Dans l'extrait sur Edgar Degas, relevez tous les sujets de toiles qui, selon lui, ont fait la réputation du peintre.

- _Extrait_:
>>>
Histoire

Edgar Degas, un impressionniste à La Nouvelle-Orléans

Edgar Degas est réputé pour ses toiles représentant de jeunes danseuses de ballet, des courses de chevaux ou sa série de peintures montrant des repasseuses au travail. On le sait moins, l’artiste a aussi peint La Nouvelle-Orléans, où il rendit visite en 1872 à la branche américaine de sa famille maternelle : des négociants en coton et en textiles. Ce séjour américain de six mois fut vécu comme un retour aux sources par l’artiste qui en rapportera 18 toiles.
<<<
- _Données fournies_:
>>>
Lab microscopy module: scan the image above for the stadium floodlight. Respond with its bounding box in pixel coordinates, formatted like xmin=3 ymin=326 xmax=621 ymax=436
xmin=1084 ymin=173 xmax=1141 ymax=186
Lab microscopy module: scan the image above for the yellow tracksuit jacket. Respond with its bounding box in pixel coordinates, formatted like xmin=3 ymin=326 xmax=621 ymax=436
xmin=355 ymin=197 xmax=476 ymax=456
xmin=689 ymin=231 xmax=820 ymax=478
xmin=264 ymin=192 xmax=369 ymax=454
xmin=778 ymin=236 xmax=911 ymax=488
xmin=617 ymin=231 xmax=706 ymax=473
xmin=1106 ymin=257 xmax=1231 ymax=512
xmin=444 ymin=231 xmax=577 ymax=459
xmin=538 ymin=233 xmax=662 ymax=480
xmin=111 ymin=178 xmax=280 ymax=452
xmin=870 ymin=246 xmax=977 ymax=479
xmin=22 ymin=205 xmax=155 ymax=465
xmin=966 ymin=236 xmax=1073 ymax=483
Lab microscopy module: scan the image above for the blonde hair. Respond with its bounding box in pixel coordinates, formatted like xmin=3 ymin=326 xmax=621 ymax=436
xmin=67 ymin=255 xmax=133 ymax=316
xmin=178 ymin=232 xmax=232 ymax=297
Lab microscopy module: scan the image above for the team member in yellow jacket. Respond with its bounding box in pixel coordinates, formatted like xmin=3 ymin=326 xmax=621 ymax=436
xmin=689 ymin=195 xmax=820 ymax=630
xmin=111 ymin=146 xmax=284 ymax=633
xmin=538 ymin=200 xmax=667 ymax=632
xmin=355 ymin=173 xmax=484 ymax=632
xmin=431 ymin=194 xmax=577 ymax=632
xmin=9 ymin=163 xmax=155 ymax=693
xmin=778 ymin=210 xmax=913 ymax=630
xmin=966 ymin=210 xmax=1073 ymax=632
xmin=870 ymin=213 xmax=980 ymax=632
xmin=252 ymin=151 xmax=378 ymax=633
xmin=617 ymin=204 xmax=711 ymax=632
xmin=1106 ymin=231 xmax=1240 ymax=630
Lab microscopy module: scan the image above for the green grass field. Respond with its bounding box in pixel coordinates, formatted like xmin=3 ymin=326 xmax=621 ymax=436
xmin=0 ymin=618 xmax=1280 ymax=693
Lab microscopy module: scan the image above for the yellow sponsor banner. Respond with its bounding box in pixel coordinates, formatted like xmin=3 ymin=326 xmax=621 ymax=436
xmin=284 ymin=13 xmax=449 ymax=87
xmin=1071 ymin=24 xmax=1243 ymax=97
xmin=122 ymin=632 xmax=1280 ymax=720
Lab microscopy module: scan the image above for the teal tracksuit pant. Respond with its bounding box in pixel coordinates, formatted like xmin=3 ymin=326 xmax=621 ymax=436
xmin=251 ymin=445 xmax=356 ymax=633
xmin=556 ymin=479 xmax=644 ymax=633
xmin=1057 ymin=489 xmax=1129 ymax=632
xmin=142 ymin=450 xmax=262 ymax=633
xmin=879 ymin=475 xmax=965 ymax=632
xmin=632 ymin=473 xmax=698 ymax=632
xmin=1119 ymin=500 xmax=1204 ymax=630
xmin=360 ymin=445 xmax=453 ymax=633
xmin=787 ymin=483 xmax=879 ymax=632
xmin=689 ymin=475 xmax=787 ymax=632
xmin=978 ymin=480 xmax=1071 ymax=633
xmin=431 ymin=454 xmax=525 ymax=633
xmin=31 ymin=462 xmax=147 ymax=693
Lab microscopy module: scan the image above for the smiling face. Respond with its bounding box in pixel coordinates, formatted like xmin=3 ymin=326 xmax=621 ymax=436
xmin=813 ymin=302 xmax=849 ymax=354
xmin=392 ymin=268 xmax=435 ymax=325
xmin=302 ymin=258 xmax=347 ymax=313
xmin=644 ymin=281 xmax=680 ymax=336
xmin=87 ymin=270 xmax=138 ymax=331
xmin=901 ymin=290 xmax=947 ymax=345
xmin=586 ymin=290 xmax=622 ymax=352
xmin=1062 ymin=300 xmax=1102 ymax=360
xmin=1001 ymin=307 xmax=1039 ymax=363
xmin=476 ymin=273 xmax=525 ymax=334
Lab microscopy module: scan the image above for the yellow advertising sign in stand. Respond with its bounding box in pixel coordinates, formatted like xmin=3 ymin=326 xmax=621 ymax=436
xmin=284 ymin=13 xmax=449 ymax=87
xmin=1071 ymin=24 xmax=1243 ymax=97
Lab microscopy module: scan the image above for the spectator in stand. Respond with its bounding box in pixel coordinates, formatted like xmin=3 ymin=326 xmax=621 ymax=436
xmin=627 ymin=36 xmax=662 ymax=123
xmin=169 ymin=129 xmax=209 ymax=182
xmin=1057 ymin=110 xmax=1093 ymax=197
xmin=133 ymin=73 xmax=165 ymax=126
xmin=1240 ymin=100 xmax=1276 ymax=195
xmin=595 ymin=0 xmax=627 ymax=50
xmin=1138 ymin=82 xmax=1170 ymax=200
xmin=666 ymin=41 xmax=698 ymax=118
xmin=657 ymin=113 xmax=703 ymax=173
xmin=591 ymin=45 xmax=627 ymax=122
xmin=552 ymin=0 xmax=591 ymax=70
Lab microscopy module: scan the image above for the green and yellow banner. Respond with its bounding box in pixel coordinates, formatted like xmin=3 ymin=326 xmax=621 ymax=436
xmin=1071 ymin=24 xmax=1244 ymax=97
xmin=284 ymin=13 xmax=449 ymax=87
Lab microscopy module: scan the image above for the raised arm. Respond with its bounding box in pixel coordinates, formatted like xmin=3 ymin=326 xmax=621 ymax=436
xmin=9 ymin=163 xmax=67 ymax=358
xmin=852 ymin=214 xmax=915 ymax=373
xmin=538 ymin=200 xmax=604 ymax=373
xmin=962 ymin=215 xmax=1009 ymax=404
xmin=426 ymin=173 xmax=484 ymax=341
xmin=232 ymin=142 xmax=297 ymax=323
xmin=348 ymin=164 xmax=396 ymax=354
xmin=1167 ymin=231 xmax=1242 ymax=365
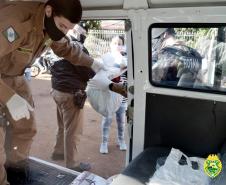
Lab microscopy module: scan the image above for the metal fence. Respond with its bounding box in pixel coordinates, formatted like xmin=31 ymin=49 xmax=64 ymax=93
xmin=85 ymin=30 xmax=198 ymax=58
xmin=85 ymin=30 xmax=125 ymax=58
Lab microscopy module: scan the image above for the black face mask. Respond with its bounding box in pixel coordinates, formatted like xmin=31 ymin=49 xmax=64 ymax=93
xmin=80 ymin=34 xmax=86 ymax=44
xmin=44 ymin=16 xmax=65 ymax=41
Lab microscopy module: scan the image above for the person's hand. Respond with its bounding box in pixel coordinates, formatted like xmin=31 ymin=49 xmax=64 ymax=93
xmin=91 ymin=60 xmax=106 ymax=73
xmin=89 ymin=70 xmax=111 ymax=90
xmin=6 ymin=94 xmax=34 ymax=121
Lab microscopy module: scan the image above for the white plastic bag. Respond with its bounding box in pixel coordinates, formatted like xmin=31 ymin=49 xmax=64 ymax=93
xmin=86 ymin=70 xmax=122 ymax=117
xmin=148 ymin=148 xmax=209 ymax=185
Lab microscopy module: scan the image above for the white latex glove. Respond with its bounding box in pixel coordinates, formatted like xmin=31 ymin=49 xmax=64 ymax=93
xmin=88 ymin=70 xmax=112 ymax=90
xmin=6 ymin=94 xmax=34 ymax=121
xmin=91 ymin=60 xmax=106 ymax=73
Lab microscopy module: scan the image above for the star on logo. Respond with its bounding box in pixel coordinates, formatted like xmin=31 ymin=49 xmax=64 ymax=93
xmin=2 ymin=26 xmax=19 ymax=43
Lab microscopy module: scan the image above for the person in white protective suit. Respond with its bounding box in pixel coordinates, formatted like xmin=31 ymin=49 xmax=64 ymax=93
xmin=100 ymin=36 xmax=127 ymax=154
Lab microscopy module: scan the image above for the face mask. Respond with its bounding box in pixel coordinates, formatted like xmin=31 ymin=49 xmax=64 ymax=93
xmin=44 ymin=16 xmax=65 ymax=41
xmin=80 ymin=34 xmax=86 ymax=44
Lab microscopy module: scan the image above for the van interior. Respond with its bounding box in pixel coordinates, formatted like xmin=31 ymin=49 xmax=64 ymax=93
xmin=5 ymin=0 xmax=226 ymax=185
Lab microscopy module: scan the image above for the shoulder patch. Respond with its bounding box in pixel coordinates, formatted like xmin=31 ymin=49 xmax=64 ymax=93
xmin=2 ymin=26 xmax=19 ymax=43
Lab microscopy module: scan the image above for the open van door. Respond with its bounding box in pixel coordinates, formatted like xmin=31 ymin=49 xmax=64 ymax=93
xmin=113 ymin=1 xmax=226 ymax=185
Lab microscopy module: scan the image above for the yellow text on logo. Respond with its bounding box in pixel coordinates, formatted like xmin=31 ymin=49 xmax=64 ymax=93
xmin=204 ymin=154 xmax=222 ymax=178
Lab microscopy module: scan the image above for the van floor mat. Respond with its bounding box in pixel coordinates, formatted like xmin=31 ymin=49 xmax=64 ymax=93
xmin=7 ymin=159 xmax=77 ymax=185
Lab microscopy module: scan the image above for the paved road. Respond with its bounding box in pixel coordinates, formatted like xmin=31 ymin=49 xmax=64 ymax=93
xmin=30 ymin=76 xmax=126 ymax=178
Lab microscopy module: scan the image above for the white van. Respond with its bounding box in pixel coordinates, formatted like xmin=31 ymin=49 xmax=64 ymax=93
xmin=4 ymin=0 xmax=226 ymax=185
xmin=82 ymin=0 xmax=226 ymax=185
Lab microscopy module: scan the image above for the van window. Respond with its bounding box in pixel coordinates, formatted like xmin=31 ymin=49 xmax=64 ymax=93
xmin=149 ymin=23 xmax=226 ymax=93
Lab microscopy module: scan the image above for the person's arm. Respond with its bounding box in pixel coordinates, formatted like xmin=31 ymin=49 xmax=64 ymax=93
xmin=0 ymin=18 xmax=27 ymax=105
xmin=50 ymin=37 xmax=104 ymax=72
xmin=0 ymin=5 xmax=33 ymax=121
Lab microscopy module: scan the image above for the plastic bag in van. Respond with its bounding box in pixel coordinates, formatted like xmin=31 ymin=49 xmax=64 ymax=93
xmin=147 ymin=148 xmax=210 ymax=185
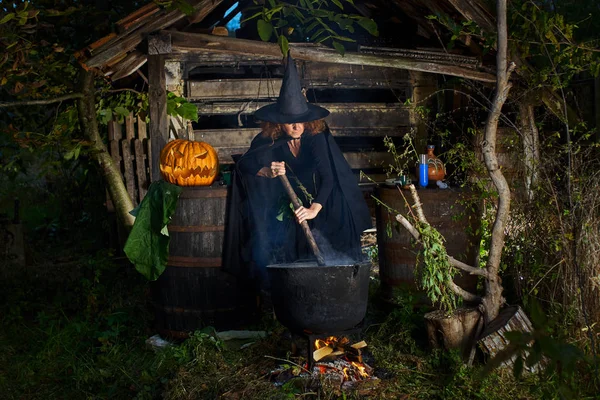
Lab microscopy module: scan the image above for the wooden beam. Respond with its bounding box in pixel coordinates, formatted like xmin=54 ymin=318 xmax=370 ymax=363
xmin=168 ymin=31 xmax=496 ymax=82
xmin=196 ymin=101 xmax=411 ymax=115
xmin=213 ymin=146 xmax=393 ymax=169
xmin=105 ymin=50 xmax=147 ymax=82
xmin=148 ymin=33 xmax=171 ymax=56
xmin=192 ymin=127 xmax=410 ymax=147
xmin=187 ymin=79 xmax=281 ymax=100
xmin=148 ymin=55 xmax=169 ymax=181
xmin=84 ymin=0 xmax=223 ymax=68
xmin=594 ymin=75 xmax=600 ymax=141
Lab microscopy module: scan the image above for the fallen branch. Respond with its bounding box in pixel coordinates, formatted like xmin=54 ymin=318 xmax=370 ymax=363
xmin=448 ymin=281 xmax=481 ymax=303
xmin=396 ymin=214 xmax=487 ymax=278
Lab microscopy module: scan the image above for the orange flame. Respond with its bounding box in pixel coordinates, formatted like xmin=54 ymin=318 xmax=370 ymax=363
xmin=352 ymin=361 xmax=369 ymax=378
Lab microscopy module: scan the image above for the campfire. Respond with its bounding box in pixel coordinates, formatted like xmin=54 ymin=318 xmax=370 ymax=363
xmin=312 ymin=336 xmax=373 ymax=382
xmin=271 ymin=336 xmax=377 ymax=389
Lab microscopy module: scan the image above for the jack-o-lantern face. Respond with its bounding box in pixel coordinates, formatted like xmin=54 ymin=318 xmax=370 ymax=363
xmin=160 ymin=139 xmax=219 ymax=186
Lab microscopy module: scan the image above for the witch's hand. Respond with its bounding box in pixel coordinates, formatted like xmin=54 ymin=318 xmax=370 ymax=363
xmin=271 ymin=161 xmax=285 ymax=178
xmin=294 ymin=203 xmax=323 ymax=224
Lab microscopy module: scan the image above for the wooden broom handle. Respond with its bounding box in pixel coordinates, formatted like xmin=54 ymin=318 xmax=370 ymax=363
xmin=279 ymin=175 xmax=325 ymax=266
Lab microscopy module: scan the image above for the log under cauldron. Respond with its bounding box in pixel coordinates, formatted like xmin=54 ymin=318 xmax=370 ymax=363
xmin=267 ymin=262 xmax=371 ymax=333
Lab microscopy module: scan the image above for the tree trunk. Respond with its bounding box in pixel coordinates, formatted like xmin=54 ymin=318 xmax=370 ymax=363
xmin=77 ymin=69 xmax=135 ymax=231
xmin=482 ymin=0 xmax=514 ymax=322
xmin=425 ymin=308 xmax=481 ymax=359
xmin=519 ymin=102 xmax=540 ymax=201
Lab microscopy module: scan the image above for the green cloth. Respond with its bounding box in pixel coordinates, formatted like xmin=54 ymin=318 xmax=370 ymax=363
xmin=123 ymin=180 xmax=183 ymax=281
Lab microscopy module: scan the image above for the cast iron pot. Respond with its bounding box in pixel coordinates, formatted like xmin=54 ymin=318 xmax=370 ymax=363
xmin=267 ymin=262 xmax=371 ymax=333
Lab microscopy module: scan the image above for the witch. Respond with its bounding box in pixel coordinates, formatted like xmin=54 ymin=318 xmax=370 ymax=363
xmin=223 ymin=53 xmax=372 ymax=290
<<<
- _Réponse_:
- de jeunes danseuses de ballet
- des courses de chevaux
- des repasseuses au travail